* Complete the following *
**1.** From the excerpt on the 5-gene signature, extract the passage between "Functional enrichment analysis" and "immune in NSCLC.", inclusive.
**2.** In the excerpt on the 5-gene signature, what value was used to split the 107 patients of the GSE13213 dataset into high-risk and low-risk groups?

Validation of the 5-gene signature in GSE13213 dataset
Next, we validated the prognostic model in the GSE13213 dataset. Similarly, the 107 patients were stratified into high-risk and low-risk groups by the median risk score value (Fig. 4A). PCA and t-SNE analysis suggested that patients with different risks were well separated into two different groups (Fig. 4B and C). Also, patients in the high-risk group had a higher probability of earlier death (Fig. 4D) and achieved significantly worse OS than those in low-risk group (Fig. 4E). The predictive power of our prognostic model was satisfactory (Fig. 4F). Furthermore, the risk score was identified as an independent predictor of OS by both univariate analysis (HR: 5.18; 95% CI: 1.8–14.92; P < 0.01) and multivariate Cox regression analysis (HR: 5.59; 95% CI: 1.79–17.44; P < 0.001; Table S2). Collectively, these findings suggested that our prognostic model also had strong power in GSE13213 dataset.
Functional enrichment analysis
GO enrichment and KEGG pathway analysis were performed to explore the functional roles of the DEGs in the TGCA LUAD cohort and GSE13213 dataset. GO analysis showed that the DEGs were mostly enriched in several immunity- and ferroptosis-related biological processes and molecular functions (P < 0.05; Fig. 5A and B). KEGG analysis showed that DEGs were mostly enriched in the ferroptosis pathway and immune-related pathways such as human T-cell leukemia virus 1 (HTLV-1) infection pathway (P < 0.05; Fig. 5C and D). These results suggested that there may be a crosslinking between ferroptosis and tumor immune in NSCLC.
To further uncover the correlation between the risk score and immune status, the enrichment scores of diverse immune cell subpopulations and related functions or pathways with single-sample gene set enrichment analysis (ssGSEA) were further quantified. Interestingly, the antigen presentation process, including the score of aDCs, iDCs, APC co-stimulation and HLA were significantly different between the low risk and high risk group in the TCGA cohort (P < 0.05; Fig. 6A and B). APC co-inhibition and HLA class were significantly lower in high-risk patients than that in high-risk patients (P < 0.05; Fig. 6B). Comparisons in the GSE13213 dataset identified the differences of HLA class, Type I -IFN response and Type II -IFN response (P < 0.05; Fig. 6C and D). In particular, the scores of macrophages and mast cells were the most statistically different between the two risk groups in both the TCGA cohort and the GSE13213 dataset, which was consistent with the findings in the GO enrichment analysis.

Point-per-instance localization records:
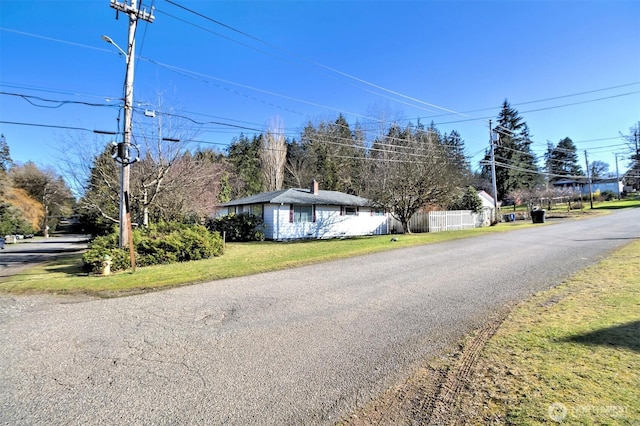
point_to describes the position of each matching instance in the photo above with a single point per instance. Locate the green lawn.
(571, 353)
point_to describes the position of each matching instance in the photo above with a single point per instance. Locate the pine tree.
(563, 161)
(516, 164)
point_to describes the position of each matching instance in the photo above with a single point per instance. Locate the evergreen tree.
(334, 154)
(562, 161)
(516, 164)
(244, 157)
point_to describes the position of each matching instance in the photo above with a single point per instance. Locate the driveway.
(26, 253)
(300, 346)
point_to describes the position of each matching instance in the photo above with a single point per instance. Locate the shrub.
(159, 244)
(238, 227)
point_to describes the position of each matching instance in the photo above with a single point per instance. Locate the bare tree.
(273, 156)
(412, 171)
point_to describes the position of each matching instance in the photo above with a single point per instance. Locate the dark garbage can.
(511, 217)
(537, 216)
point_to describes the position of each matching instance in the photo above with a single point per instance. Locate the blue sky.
(572, 68)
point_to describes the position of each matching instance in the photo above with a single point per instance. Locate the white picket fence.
(438, 221)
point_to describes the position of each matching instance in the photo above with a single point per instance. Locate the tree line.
(403, 169)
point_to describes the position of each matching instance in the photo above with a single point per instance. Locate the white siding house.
(296, 213)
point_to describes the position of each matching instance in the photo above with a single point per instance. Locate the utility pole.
(617, 176)
(134, 14)
(493, 176)
(586, 159)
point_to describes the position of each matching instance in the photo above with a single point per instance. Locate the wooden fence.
(438, 221)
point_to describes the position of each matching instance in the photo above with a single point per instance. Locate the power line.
(315, 63)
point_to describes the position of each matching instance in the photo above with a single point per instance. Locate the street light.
(110, 41)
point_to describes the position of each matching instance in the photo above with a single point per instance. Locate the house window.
(301, 213)
(257, 210)
(351, 211)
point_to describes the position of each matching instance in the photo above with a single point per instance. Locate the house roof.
(301, 196)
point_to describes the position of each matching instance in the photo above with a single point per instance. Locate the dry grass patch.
(569, 354)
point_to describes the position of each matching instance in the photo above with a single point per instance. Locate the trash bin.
(537, 216)
(511, 217)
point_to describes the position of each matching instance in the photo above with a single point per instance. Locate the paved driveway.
(300, 346)
(25, 253)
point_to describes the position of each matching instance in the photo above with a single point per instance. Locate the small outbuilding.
(299, 213)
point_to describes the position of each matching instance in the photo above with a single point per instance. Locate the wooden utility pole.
(134, 14)
(586, 159)
(494, 185)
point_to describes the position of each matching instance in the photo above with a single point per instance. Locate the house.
(598, 184)
(298, 213)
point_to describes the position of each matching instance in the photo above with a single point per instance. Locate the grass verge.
(570, 354)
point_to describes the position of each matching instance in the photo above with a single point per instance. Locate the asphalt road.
(300, 346)
(25, 253)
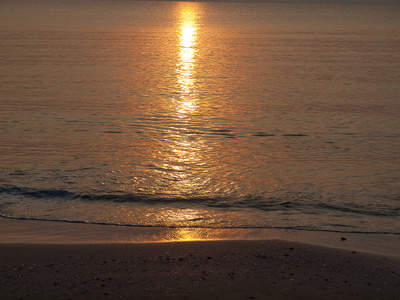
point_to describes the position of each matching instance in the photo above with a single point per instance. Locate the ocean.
(201, 114)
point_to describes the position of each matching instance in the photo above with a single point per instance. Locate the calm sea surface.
(201, 114)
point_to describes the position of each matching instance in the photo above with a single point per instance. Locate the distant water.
(201, 114)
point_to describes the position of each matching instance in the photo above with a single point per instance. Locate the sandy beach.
(225, 269)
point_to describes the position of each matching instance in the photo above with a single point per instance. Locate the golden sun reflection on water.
(183, 153)
(187, 62)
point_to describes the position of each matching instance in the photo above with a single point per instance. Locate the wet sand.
(269, 269)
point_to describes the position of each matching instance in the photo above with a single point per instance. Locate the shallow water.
(201, 114)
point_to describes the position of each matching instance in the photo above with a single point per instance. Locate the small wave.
(306, 203)
(294, 228)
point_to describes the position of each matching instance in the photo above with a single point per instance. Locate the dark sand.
(266, 269)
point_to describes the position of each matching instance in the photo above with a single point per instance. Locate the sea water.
(207, 115)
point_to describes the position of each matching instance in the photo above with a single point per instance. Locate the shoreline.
(242, 269)
(48, 232)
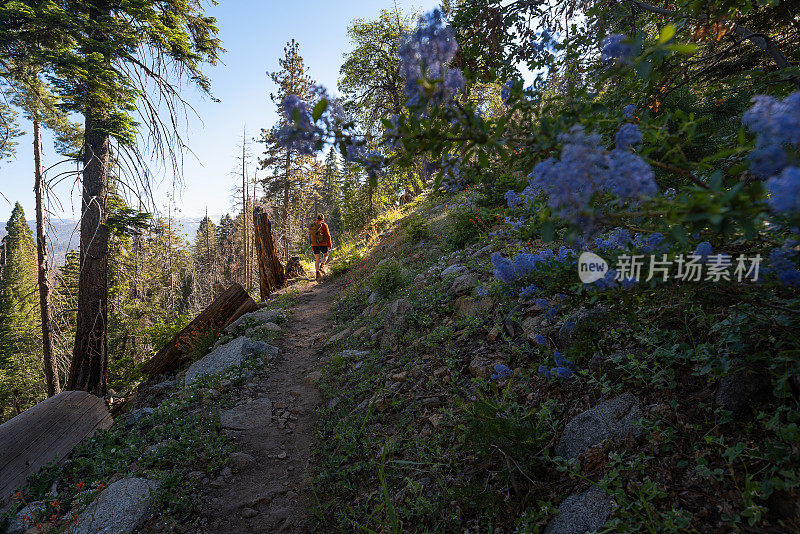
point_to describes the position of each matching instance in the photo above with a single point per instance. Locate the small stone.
(493, 334)
(240, 460)
(481, 367)
(578, 514)
(313, 377)
(452, 270)
(337, 337)
(617, 417)
(463, 284)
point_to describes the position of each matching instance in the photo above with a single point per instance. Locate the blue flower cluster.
(586, 168)
(704, 250)
(614, 48)
(561, 370)
(526, 263)
(423, 62)
(776, 124)
(782, 263)
(628, 111)
(299, 133)
(501, 372)
(784, 191)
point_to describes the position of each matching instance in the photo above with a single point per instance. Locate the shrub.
(388, 278)
(417, 228)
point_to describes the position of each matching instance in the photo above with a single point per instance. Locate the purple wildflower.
(628, 135)
(613, 48)
(784, 191)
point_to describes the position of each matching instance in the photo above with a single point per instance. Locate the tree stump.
(271, 273)
(293, 268)
(225, 309)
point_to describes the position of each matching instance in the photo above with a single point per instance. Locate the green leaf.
(548, 231)
(319, 109)
(667, 33)
(685, 48)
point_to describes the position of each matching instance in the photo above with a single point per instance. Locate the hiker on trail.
(320, 238)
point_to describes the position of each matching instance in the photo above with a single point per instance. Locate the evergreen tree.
(122, 49)
(21, 382)
(288, 170)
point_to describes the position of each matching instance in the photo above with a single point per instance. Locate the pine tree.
(288, 169)
(21, 382)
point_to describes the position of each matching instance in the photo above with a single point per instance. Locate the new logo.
(591, 267)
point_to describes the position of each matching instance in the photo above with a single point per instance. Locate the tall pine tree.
(287, 169)
(20, 367)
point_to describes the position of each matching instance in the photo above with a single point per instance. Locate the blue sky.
(254, 34)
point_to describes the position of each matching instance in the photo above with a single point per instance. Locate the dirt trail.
(271, 494)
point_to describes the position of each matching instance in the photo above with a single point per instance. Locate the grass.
(484, 459)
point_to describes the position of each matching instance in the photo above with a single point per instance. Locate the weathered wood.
(293, 268)
(46, 432)
(271, 273)
(225, 309)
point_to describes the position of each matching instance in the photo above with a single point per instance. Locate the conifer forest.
(502, 266)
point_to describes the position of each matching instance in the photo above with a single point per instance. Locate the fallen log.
(225, 309)
(293, 268)
(46, 432)
(271, 273)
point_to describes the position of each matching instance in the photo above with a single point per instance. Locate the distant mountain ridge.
(64, 234)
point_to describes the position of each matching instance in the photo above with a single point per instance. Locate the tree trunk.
(271, 273)
(88, 371)
(50, 367)
(286, 207)
(225, 309)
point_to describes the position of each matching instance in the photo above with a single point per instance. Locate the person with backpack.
(320, 238)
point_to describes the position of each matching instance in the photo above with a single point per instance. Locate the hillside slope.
(457, 402)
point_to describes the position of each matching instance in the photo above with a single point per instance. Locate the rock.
(228, 355)
(247, 416)
(240, 460)
(493, 334)
(578, 321)
(396, 316)
(512, 328)
(463, 284)
(617, 417)
(163, 386)
(741, 387)
(464, 306)
(19, 524)
(337, 337)
(352, 353)
(313, 377)
(582, 513)
(453, 269)
(120, 508)
(531, 326)
(485, 250)
(259, 316)
(481, 367)
(419, 281)
(267, 327)
(137, 415)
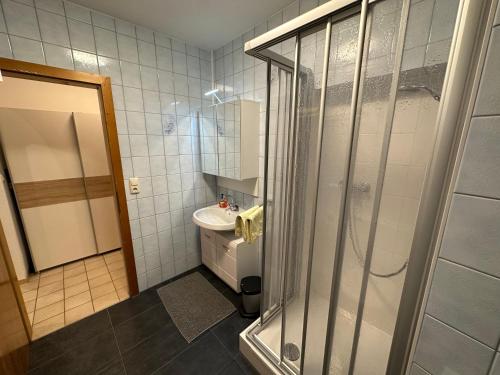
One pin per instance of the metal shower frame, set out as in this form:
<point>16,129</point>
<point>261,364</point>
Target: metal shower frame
<point>456,88</point>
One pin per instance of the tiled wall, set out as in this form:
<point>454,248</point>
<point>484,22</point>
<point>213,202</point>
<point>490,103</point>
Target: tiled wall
<point>460,333</point>
<point>237,74</point>
<point>157,89</point>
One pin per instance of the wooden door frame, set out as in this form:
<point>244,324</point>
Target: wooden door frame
<point>16,68</point>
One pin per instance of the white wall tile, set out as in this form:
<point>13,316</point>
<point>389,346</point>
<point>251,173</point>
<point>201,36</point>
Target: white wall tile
<point>149,78</point>
<point>27,50</point>
<point>127,48</point>
<point>162,40</point>
<point>54,6</point>
<point>488,99</point>
<point>479,166</point>
<point>151,101</point>
<point>130,74</point>
<point>147,54</point>
<point>103,20</point>
<point>53,28</point>
<point>60,57</point>
<point>111,68</point>
<point>138,145</point>
<point>86,62</point>
<point>133,99</point>
<point>77,12</point>
<point>21,19</point>
<point>5,50</point>
<point>179,62</point>
<point>81,36</point>
<point>106,42</point>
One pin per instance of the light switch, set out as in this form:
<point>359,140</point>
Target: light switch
<point>133,183</point>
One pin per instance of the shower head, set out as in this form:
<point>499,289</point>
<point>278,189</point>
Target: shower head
<point>434,94</point>
<point>214,94</point>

* Responses *
**1.**
Functional enrichment analysis
GO enrichment and KEGG pathway analysis were performed to explore the functional roles of the DEGs in the TGCA LUAD cohort and GSE13213 dataset. GO analysis showed that the DEGs were mostly enriched in several immunity- and ferroptosis-related biological processes and molecular functions (P < 0.05; Fig. 5A and B). KEGG analysis showed that DEGs were mostly enriched in the ferroptosis pathway and immune-related pathways such as human T-cell leukemia virus 1 (HTLV-1) infection pathway (P < 0.05; Fig. 5C and D). These results suggested that there may be a crosslinking between ferroptosis and tumor immune in NSCLC.

**2.** The median risk score value.